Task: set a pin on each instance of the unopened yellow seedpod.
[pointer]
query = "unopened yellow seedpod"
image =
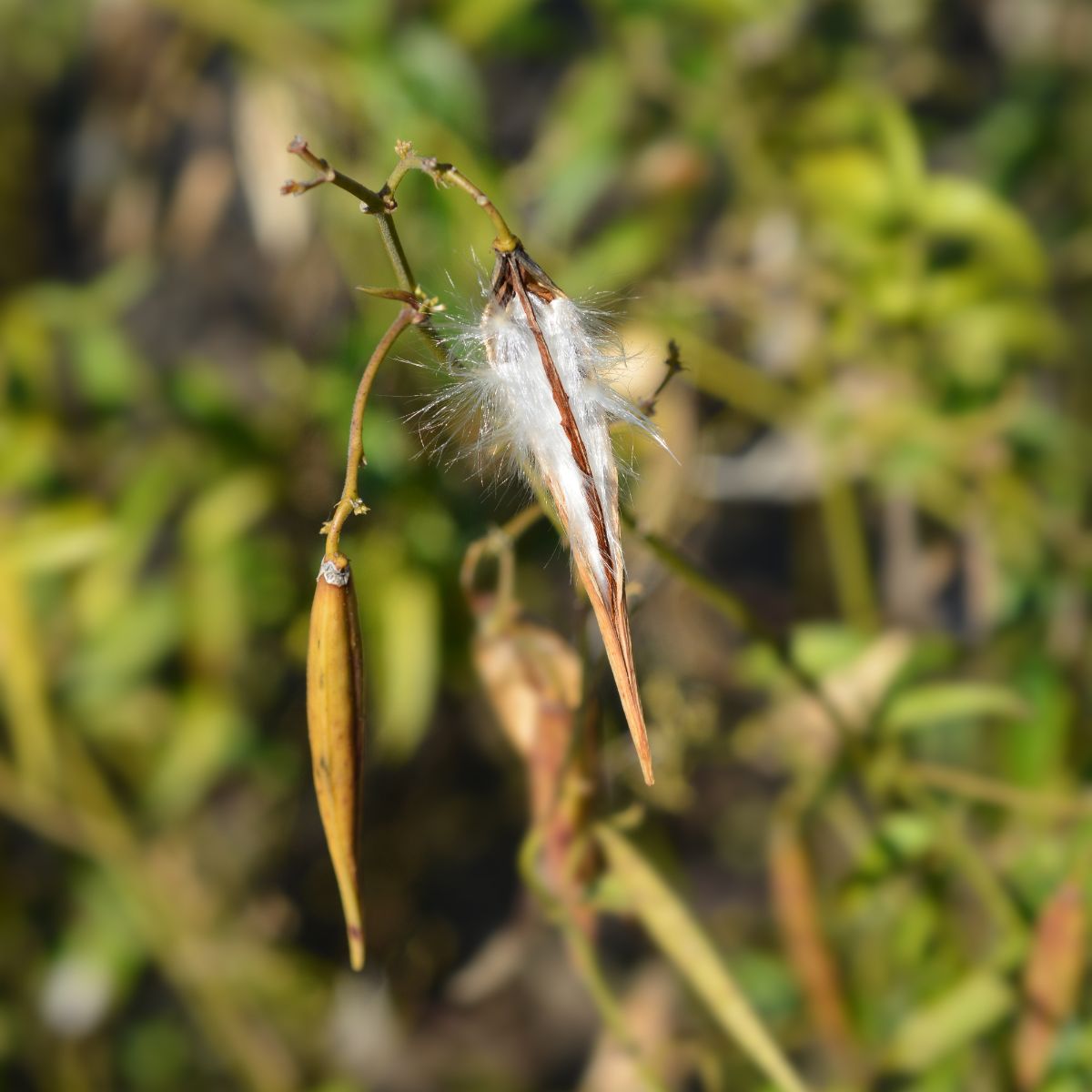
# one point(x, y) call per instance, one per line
point(336, 727)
______________________________
Task requirements » Please edit the records above by swapping "seedpod" for "seed capsule" and keeping every other part the same. Leave the pictures out of your version.

Final result »
Task: set a pin on each instance of the unopened yellow seed capsule.
[pointer]
query = "unopened yellow seed capsule"
image =
# one point(x, y) call per instance, one per line
point(336, 727)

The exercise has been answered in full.